DO WYKONANIA:
**1.** Przepisz fragment tekstu o pozwach SLAPP od słów zawierających „Ten wspólny artykuł” do słów „w jej samochodzie.”. Zastąp w nim „upalnego” słowem „deszczowego”.
**2.** Odpowiedz na pytania do tekstu o pozwach SLAPP:
(a) Przez ile mniej więcej organizacji pozarządowych został podpisany wspólny artykuł?
(b) Ile pozwów wniósł za jednym zamachem biznesmen przeciwko Daphne Caruanie Galizii?
(c) Przeciwko komu kontynuowano sprawy sądowe po śmierci dziennikarki?

WYBRANY FRAGMENT:
+ + + + +
Pozwy możnych zabijają demokrację
Międzynarodowy list otwarty Ataki prawne typu SLAPP dewastują pracę ludzi, którzy nas powinni prawdziwie informować, ostrzegać, a możnych tego świata kontrolować.
Ten wspólny artykuł przeciwko tzw. SLAPP podpisany przez ok. 100 organizacji pozarządowych ukazuje się w wielu mediach w Unii Europejskiej.
Pewnego upalnego popołudnia na Malcie dziennikarka Daphne Caruana Galizia, wróciwszy autem do domu, zastała urzędnika sądowego, który za pomocą taśmy klejącej oblepiał jej bramę wejściową setkami kartek papieru. Dwa psy dziennikarki wściekle ujadały przez ogrodzenie, ale urzędnik nie ustawał. Były to wezwania do sądu w sprawie 19 pozwów, które za jednym zamachem wniósł przeciwko Daphne Caruany Galizii bogaty i wpływowy biznesmen.
Kilka miesięcy później dziennikarka została zamordowana. Zdalnie odpalona bomba wybuchła w jej samochodzie.
Występujemy wspólnie jako organizacje społeczeństwa obywatelskiego przekonane, że zabójstwo Daphne Caruany Galizii to wyjątkowo wstrząsający przykład skutków tzw. SLAPP; przerażający tym bardziej, że po śmierci dziennikarki sprawy sądowe kontynuowano przeciwko jej mężowi i trzem synom. Skrót SLAPP oznacza: Strategic Lawsuit Against Public Participation, czyli strategiczna akcja prawna przeciwko udziałowi w życiu publicznym. Jest to forma prawnego nękania i zastraszania autorów krytyki, aby ich zmusić do milczenia. Drogie i pozbawione skrupułów firmy prawnicze oferują usługę „psa gończego” potężnym i bogatym osobnikom, których stać na prawne gnębienie krytyków przez całe lata, aby publiczną kontrolę swoich poczynań udaremnić.
+ + + + +
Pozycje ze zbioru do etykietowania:
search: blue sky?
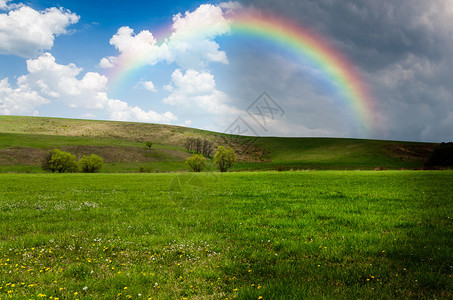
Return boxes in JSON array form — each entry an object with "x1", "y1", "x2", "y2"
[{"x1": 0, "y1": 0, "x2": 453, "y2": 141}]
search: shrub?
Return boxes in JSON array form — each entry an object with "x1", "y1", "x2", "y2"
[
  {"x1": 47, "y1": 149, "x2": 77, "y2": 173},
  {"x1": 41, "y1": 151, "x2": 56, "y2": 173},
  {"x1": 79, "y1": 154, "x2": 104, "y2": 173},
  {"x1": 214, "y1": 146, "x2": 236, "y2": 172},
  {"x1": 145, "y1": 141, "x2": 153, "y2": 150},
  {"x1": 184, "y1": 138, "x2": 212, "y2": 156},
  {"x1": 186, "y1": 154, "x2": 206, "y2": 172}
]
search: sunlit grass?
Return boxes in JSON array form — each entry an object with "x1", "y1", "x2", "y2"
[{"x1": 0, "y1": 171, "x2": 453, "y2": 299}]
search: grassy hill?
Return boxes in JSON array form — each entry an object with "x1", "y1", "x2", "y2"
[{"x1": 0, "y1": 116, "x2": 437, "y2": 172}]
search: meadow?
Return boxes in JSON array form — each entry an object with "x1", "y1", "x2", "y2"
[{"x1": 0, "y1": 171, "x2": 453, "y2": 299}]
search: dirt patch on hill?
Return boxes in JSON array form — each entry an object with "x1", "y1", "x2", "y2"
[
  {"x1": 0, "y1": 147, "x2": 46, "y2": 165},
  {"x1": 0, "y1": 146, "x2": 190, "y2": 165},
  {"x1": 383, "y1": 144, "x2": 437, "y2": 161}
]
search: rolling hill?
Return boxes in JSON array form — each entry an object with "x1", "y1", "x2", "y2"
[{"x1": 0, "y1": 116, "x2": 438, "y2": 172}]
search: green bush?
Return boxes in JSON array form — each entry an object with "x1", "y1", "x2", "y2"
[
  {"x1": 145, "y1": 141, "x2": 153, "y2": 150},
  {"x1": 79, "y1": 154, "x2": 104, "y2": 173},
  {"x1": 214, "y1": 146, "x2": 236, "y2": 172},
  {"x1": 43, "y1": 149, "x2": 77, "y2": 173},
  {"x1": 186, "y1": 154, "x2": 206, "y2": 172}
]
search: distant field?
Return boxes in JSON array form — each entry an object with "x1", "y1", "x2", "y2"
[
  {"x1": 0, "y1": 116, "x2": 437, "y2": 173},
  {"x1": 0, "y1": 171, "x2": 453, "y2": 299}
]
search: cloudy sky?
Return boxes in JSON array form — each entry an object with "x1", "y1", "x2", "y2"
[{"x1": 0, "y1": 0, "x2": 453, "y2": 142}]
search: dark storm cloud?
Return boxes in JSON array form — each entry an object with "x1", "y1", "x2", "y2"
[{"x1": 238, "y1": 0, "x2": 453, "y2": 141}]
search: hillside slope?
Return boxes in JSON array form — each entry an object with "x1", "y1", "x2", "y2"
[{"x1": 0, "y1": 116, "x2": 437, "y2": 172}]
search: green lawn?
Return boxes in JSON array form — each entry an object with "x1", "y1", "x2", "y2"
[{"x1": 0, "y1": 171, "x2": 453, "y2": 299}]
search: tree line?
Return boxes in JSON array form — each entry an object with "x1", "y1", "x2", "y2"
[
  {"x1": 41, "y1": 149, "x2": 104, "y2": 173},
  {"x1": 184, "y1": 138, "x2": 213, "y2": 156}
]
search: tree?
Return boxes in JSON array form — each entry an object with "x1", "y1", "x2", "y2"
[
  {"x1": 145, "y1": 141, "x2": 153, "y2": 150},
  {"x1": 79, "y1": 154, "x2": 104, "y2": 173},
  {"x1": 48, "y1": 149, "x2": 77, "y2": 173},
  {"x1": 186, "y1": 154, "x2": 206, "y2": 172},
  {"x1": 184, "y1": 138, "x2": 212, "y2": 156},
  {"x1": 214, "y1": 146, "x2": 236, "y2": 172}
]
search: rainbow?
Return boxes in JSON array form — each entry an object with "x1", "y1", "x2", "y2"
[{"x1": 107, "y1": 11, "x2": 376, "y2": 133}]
+ + + + +
WYNIKI ZADAŃ:
**1.**
Ten wspólny artykuł przeciwko tzw. SLAPP podpisany przez ok. 100 organizacji pozarządowych ukazuje się w wielu mediach w Unii Europejskiej.
Pewnego deszczowego popołudnia na Malcie dziennikarka Daphne Caruana Galizia, wróciwszy autem do domu, zastała urzędnika sądowego, który za pomocą taśmy klejącej oblepiał jej bramę wejściową setkami kartek papieru. Dwa psy dziennikarki wściekle ujadały przez ogrodzenie, ale urzędnik nie ustawał. Były to wezwania do sądu w sprawie 19 pozwów, które za jednym zamachem wniósł przeciwko Daphne Caruany Galizii bogaty i wpływowy biznesmen.
Kilka miesięcy później dziennikarka została zamordowana. Zdalnie odpalona bomba wybuchła w jej samochodzie.

**2.**
(a) Przez około 100 organizacji.
(b) 19 pozwów.
(c) Przeciwko jej mężowi i trzem synom.